Hat da jemand eine Idee?


----------



## eRaaaa (19. Jun 2011)

//$ --> \\$

manche Sonderzeichen müssen im Regex escaped werden, da sie sonst eine Sonderaufgabe haben!
z.B. eben der Punkt, der steht auch für jedes Zeichen! Wenn du nun aber den Punkt meinst, musst du den maskieren mit \\ und nicht mit // 

Das ODER kannst du dir eig. auch sparen -> "[,\\.!\\?\\-_\\$]"

EDIT: @EikeB: den hashcode nachträglich zu ändern ist gefährlich


----------



## clemensum (19. Jun 2011)

Hallo liebe Java-Programmierer!  

Da wir in der Vorlesung die Maps noch nicht hatten und ich mich dort erst gerade mühsam einarbeiten muss und trotzdem bis nächste Woche eine Arbeit abzugeben habe, bitte ich euch um einen Tipp, wie man aus dem obig angegebenen Code, d.h. aus den drei Klassen für die Worthäufigkeiten, die zehn häufigsten Worte ermitteln kann. D.h., ich bitte euch, mir die Stelle zu sagen, wo ich das entsprechend ändern kann, weil ich kann dies ( noch ) nicht richtig erkennen! :bahnhof:

Meine Vermutung ist, dass man in der main-Methode dazu eine Schleife einbauen muss, die nur die ersten zehn Worte ausgeben, statt alle, habe ich recht?

# [GESPEICHERTE DATEN]
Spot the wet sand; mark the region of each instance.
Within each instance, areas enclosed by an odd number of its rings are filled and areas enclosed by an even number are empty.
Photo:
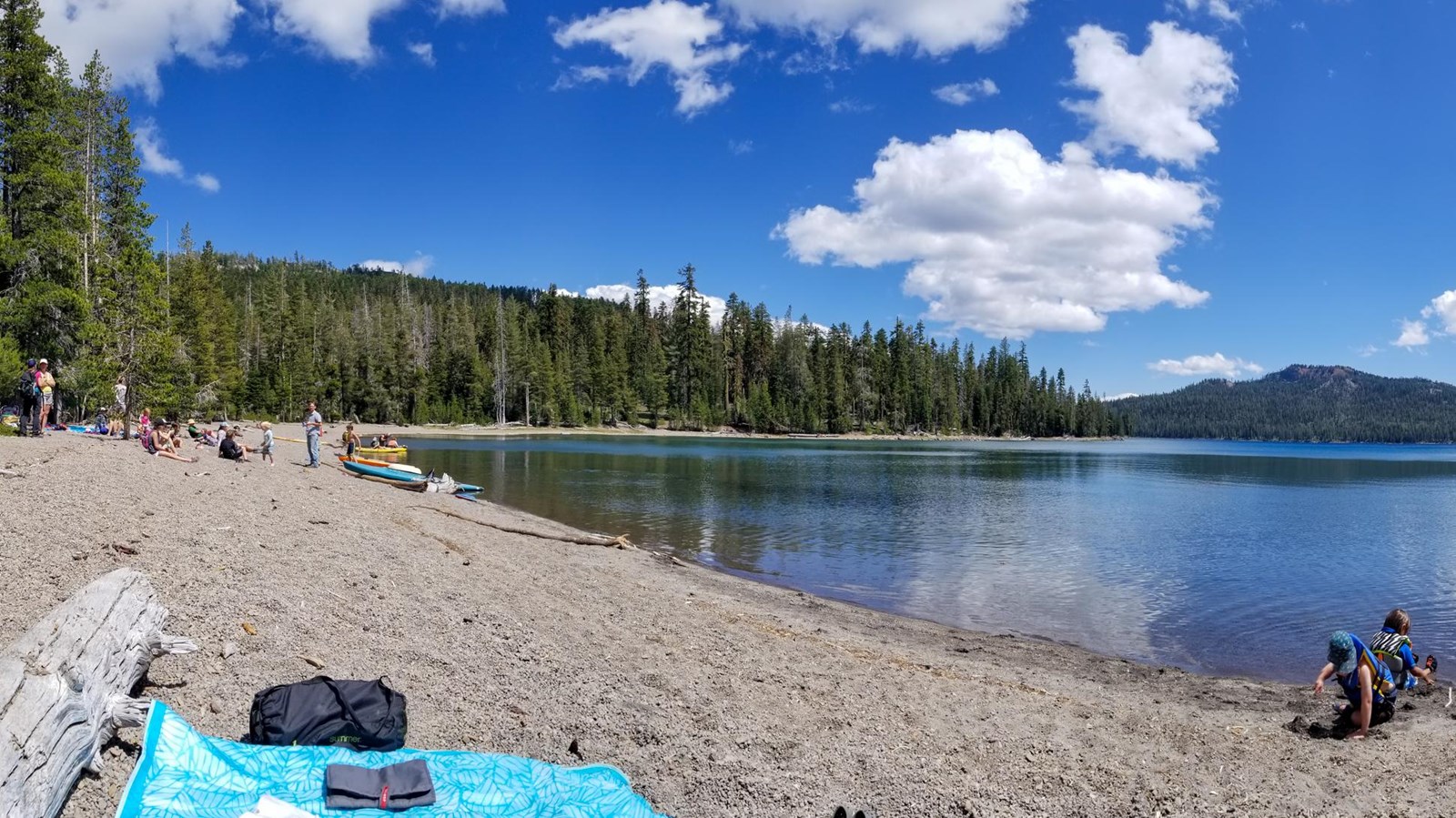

# [DIE AUFGABE]
Erklären Sie anhand des Forenbeitrags zu regulären Ausdrücken in ein bis drei Sätzen, warum man einen Punkt im Regex maskieren muss, wenn man das Zeichen selbst meint, und womit das geschieht.

# [LÖSUNG]
Manche Sonderzeichen haben in einem regulären Ausdruck eine Sonderaufgabe, und der Punkt steht dort für jedes beliebige Zeichen. Wer den Punkt selbst meint, muss ihn deshalb maskieren, und zwar mit \\ und nicht mit //.